## Given data

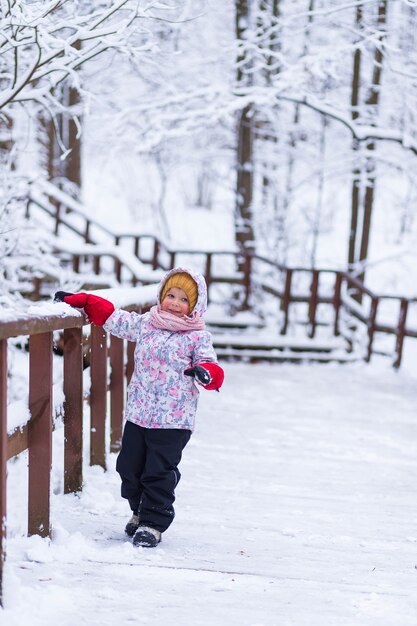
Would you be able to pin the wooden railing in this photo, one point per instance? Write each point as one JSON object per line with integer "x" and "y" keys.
{"x": 36, "y": 435}
{"x": 347, "y": 295}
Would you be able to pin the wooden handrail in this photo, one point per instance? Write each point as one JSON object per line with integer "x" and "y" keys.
{"x": 344, "y": 281}
{"x": 36, "y": 434}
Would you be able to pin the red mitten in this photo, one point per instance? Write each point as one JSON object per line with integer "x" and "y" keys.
{"x": 209, "y": 375}
{"x": 97, "y": 309}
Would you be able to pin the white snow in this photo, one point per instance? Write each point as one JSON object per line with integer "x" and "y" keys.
{"x": 296, "y": 507}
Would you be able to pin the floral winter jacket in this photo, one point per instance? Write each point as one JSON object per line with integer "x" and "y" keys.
{"x": 159, "y": 393}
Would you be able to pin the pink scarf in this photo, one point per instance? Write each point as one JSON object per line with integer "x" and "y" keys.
{"x": 167, "y": 321}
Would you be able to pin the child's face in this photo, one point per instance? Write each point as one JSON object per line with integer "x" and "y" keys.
{"x": 176, "y": 302}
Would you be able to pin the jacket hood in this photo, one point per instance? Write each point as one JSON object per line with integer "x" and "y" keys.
{"x": 201, "y": 304}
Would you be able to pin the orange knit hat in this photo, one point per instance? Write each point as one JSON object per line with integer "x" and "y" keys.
{"x": 183, "y": 281}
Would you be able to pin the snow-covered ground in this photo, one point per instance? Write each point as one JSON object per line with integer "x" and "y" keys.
{"x": 296, "y": 507}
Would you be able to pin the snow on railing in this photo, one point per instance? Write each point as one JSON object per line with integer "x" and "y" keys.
{"x": 343, "y": 292}
{"x": 36, "y": 330}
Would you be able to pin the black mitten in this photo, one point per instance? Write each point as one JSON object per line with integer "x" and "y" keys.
{"x": 60, "y": 295}
{"x": 200, "y": 373}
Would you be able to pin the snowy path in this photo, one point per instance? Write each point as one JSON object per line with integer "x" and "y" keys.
{"x": 297, "y": 507}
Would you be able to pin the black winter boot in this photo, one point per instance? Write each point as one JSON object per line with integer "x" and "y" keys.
{"x": 147, "y": 537}
{"x": 132, "y": 525}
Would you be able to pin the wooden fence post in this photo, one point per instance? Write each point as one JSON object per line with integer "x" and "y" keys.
{"x": 116, "y": 392}
{"x": 399, "y": 343}
{"x": 247, "y": 278}
{"x": 285, "y": 303}
{"x": 312, "y": 305}
{"x": 98, "y": 396}
{"x": 371, "y": 327}
{"x": 40, "y": 432}
{"x": 337, "y": 301}
{"x": 3, "y": 458}
{"x": 73, "y": 410}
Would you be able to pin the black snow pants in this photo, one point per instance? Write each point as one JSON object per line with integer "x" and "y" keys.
{"x": 147, "y": 464}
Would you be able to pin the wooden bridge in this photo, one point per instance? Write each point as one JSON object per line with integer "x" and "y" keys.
{"x": 298, "y": 299}
{"x": 344, "y": 302}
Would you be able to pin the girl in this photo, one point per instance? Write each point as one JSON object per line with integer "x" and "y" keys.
{"x": 173, "y": 352}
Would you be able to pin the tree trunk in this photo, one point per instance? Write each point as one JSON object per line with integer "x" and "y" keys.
{"x": 354, "y": 216}
{"x": 244, "y": 230}
{"x": 372, "y": 101}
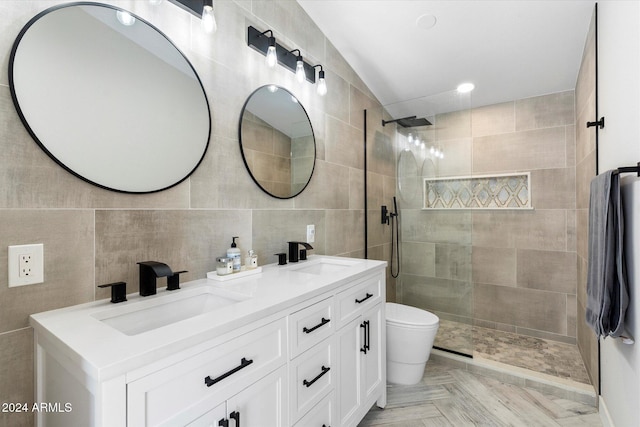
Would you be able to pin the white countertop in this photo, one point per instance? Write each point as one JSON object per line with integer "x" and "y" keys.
{"x": 103, "y": 352}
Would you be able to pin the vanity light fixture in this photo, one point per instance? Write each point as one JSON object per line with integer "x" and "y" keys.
{"x": 203, "y": 9}
{"x": 272, "y": 54}
{"x": 322, "y": 85}
{"x": 300, "y": 74}
{"x": 288, "y": 58}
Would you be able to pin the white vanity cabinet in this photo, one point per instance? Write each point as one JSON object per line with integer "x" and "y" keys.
{"x": 305, "y": 350}
{"x": 231, "y": 372}
{"x": 362, "y": 353}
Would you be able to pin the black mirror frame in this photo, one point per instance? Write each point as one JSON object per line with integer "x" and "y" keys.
{"x": 244, "y": 159}
{"x": 14, "y": 96}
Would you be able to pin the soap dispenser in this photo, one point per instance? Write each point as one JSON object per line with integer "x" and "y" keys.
{"x": 234, "y": 253}
{"x": 252, "y": 260}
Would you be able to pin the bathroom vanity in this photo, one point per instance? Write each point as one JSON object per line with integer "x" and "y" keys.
{"x": 295, "y": 345}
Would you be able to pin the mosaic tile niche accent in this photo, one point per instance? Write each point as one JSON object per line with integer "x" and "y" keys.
{"x": 511, "y": 191}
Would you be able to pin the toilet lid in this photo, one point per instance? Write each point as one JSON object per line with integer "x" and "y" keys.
{"x": 407, "y": 315}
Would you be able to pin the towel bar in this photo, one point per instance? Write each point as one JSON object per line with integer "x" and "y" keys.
{"x": 626, "y": 169}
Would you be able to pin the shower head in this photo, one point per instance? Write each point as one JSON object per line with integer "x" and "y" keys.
{"x": 409, "y": 122}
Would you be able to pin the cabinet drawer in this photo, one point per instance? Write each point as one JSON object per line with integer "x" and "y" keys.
{"x": 188, "y": 389}
{"x": 323, "y": 414}
{"x": 311, "y": 325}
{"x": 312, "y": 377}
{"x": 353, "y": 301}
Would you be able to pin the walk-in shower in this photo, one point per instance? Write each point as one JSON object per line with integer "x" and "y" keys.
{"x": 475, "y": 245}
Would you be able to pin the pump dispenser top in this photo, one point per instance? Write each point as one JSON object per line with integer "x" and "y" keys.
{"x": 234, "y": 253}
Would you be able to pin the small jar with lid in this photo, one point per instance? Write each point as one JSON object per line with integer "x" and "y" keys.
{"x": 224, "y": 266}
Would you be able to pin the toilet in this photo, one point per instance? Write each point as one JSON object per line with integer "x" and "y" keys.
{"x": 410, "y": 335}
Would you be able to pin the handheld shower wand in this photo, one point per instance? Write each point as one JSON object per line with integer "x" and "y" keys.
{"x": 392, "y": 217}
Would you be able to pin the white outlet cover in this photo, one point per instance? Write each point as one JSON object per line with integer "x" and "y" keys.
{"x": 36, "y": 251}
{"x": 311, "y": 233}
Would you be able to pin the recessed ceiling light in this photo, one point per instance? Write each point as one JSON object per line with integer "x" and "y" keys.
{"x": 466, "y": 87}
{"x": 426, "y": 21}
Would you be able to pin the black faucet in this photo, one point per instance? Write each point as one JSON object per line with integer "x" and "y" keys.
{"x": 293, "y": 250}
{"x": 149, "y": 272}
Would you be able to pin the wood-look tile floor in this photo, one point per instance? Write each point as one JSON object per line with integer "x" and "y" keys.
{"x": 452, "y": 396}
{"x": 536, "y": 354}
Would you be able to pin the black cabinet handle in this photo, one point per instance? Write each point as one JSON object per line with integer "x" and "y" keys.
{"x": 243, "y": 364}
{"x": 310, "y": 383}
{"x": 322, "y": 323}
{"x": 236, "y": 416}
{"x": 360, "y": 301}
{"x": 363, "y": 325}
{"x": 368, "y": 329}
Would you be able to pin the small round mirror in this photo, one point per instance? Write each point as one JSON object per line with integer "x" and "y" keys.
{"x": 277, "y": 142}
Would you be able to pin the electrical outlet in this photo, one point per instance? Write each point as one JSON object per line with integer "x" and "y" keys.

## Instruction
Starting with the line that contains "Would you be able to pin the black cabinet", output every line through the end of the listing above, unchanged.

## Result of the exercise
Would you be able to pin the black cabinet handle in this photo, one point per instance? Write each point as one JSON object per line with integer "x" and "y" keys.
{"x": 243, "y": 364}
{"x": 310, "y": 383}
{"x": 322, "y": 323}
{"x": 236, "y": 416}
{"x": 360, "y": 301}
{"x": 363, "y": 325}
{"x": 368, "y": 329}
Would you be able to pin the small round mirror in this photo, one point per instance? Write each point as one JSON object per line with integer "x" and "y" keys.
{"x": 277, "y": 142}
Would you be able to pin the electrical outlet in this photo, one point per instance? Write each point as one JSON object per line with integer "x" and "y" keys.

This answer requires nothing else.